**Text**
So lets move on from the metaphors and create a few simple heuristic before you get started on any cultural change initiative:

  1. The only time you get to start from scratch is if there is no significant historical context. Even with recruitment of all your staff from scratch the come with histories most of which are unstated and not fully known. Most of the time you have staff, you have context.
  2. Even if there was nothing there at the start you need to understand your raw materials, and your own relationship, before you start.   Preparing the canvas is all about understanding what you have – situational awareness – in order to understand the limitations of what is possible and the energy gradients involved in making any shift.
  3. The energy gradient concept is key here – all of evolution tends to energy minimisation.  In cultural change beliefs, common myths and the like all create patterns  that both enable and entrap human action and interaction.  Where they are loosely coupled change is easy, if tightly coupled less so.
  4. Any culture is, of its nature a complex adaptive system.  That means that the only thing you know for certain about any intervention is that it will have unintended consequences.  So the next aspect of your map (and we are talking about a map here) is to understand and create containment strategies by which said consequences can be managed, or at least mitigated.  Returning briefly to get another metaphor, don’t release a flood without first building the channels to direct and contain it.
  5. Remember that the most important expression of culture is not what people say, but what they do.  Nothing undermines change more than hypocrisy, the gap between what executives and colleagues say and how they actually behave.  We are justified by works not by faith … 
  6. So workshops in which people can talk about what they would like is all well and good but if it is not translated into action it will be rapidly undermined.  In a sense it is a lot better to do things and see what stories are told in consequence – then take those stories and make them viral.  If you find something about the current culture bad, go out and do things that change people’s perception.  As I’ve taught leaders for years – if there are negative stories about you don’t argue they are wrong go and do things that make them increasingly difficult to tell.

**Exercise set**
1. In the text on cultural change heuristics, write out everything from "3. The energy" down to "coupled less so.".
2. According to the text on cultural change heuristics, what is the most important expression of culture?
3. Continue the text on cultural change heuristics from its last sentence.

**Data section**
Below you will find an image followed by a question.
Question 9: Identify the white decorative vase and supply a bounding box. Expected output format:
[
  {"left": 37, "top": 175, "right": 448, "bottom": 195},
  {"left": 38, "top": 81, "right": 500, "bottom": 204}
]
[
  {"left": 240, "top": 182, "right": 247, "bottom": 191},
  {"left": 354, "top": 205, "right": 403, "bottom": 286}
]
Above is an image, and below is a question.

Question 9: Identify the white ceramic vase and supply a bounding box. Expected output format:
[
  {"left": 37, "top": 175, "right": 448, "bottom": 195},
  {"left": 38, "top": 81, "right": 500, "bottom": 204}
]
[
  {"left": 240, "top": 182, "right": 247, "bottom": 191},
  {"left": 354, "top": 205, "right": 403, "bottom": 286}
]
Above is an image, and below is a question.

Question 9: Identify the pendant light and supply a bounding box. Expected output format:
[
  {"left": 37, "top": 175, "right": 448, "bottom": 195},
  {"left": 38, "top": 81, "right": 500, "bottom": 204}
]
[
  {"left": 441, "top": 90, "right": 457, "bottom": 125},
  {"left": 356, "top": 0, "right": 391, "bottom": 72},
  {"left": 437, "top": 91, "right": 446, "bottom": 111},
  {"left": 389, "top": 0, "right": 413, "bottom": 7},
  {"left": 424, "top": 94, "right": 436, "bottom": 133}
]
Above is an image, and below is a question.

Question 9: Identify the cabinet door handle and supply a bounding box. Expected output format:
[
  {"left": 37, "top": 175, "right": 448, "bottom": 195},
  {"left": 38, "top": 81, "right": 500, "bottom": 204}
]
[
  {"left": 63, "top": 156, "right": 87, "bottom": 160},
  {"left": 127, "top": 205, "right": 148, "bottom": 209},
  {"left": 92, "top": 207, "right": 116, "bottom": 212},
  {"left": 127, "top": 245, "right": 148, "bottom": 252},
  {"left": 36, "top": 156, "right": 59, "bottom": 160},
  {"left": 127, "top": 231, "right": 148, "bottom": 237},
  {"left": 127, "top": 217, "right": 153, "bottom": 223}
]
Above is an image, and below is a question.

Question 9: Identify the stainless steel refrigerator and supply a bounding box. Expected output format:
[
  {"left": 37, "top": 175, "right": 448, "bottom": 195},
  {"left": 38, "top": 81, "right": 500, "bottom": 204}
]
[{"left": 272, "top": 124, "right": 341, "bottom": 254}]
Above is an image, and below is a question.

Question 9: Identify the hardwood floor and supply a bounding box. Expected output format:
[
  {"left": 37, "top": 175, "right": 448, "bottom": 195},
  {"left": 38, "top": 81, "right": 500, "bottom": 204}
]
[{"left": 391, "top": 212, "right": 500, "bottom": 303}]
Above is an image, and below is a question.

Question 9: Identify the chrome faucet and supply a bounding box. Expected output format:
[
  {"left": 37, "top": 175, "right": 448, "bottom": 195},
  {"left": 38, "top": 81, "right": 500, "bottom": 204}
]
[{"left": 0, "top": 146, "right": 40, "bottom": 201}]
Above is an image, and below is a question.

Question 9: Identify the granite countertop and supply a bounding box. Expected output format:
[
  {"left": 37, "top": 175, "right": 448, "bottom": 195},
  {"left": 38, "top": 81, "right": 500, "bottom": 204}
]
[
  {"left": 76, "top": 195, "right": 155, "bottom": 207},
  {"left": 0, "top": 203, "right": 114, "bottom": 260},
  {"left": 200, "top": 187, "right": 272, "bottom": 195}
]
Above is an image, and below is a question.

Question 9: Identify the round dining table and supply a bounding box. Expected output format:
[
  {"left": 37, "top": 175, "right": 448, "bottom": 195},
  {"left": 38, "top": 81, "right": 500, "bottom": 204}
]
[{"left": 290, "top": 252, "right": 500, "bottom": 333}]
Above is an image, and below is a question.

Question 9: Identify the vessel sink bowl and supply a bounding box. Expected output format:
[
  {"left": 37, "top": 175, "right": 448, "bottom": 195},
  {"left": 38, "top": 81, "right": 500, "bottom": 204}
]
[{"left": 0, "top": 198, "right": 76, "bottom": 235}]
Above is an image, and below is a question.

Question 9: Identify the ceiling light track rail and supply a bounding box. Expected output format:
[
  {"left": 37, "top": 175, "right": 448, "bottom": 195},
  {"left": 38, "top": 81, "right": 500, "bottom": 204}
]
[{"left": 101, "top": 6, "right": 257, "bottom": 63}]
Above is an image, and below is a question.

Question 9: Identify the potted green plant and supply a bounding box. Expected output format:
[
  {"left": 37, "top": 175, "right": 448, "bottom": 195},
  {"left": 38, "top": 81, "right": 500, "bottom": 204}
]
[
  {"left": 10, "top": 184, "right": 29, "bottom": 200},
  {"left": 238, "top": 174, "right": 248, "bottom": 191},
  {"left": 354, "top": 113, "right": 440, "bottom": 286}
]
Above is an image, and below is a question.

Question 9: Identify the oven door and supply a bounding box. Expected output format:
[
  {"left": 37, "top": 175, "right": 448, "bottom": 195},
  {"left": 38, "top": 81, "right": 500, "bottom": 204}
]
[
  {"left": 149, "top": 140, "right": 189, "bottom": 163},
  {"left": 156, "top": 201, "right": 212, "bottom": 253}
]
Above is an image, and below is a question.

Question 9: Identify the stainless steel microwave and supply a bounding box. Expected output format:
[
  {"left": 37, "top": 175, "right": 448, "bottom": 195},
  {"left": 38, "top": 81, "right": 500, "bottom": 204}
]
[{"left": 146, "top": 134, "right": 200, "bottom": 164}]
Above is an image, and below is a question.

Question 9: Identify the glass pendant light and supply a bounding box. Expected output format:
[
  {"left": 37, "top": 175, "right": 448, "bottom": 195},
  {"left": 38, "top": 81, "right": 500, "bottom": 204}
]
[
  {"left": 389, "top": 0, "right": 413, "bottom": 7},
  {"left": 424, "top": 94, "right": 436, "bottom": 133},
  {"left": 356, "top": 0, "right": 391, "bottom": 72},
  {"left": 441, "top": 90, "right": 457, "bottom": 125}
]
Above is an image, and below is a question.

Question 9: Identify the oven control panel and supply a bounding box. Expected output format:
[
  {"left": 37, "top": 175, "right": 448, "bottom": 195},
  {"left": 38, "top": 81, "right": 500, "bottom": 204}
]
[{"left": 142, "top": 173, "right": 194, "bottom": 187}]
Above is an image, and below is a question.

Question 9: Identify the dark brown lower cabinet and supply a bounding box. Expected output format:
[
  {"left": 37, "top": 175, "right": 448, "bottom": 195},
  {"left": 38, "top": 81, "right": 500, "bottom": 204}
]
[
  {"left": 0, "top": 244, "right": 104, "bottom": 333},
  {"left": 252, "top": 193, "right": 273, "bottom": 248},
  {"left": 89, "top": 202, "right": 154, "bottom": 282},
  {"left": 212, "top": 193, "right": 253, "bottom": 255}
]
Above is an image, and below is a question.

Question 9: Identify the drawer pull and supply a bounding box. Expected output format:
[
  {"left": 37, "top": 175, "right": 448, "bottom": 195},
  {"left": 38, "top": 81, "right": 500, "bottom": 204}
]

**Answers to this exercise**
1.
3. The energy gradient concept is key here – all of evolution tends to energy minimisation.  In cultural change beliefs, common myths and the like all create patterns  that both enable and entrap human action and interaction.  Where they are loosely coupled change is easy, if tightly coupled less so.

2. What people do, not what they say.

3.
  7. So preparing the canvass is as much about exploration and experimentation as it is about conventional mapping.   When I used to be involved in geological mapping I used to have to walk in multiple straight lines and then identify features and note anomalies; intrusive invasion followed before we could complete the map.  Sorry back to a metaphor again but it makes the point.   

So taking things as a whole, it less about preparing the canvass, more about understanding it and what potentials exist and taking various actions, with different consequences and costs before you make any major commitment. You can’t engineer culture ….

Depressingly there people who call themselves cultural engineers ….

 

Photos by Magda Ehlers and Kaboompics from Pexels

Just explaining …

My hopes of freeing up time to complete this series on culture while trekking the Great Wall in early December provided to be a false hope. Mind you the various email borne encumbrances which prevented my having time to write taught me a lot about cultural incompatibilities, not to mention issues of integrity & trust; a story I hope to be free to tell next year. The Christmas break is reserved for a book chapter I have to write on sense-making for the forthcoming Routledge Handbook of Systems Thinking and I also want to write a Christmas blog series on ethics get some walking in and watch a few rugby matches and operas so something may have to give! But the culture series is something I started, so I need to finish it before then and I’m going to achieve that with a little but of backdating.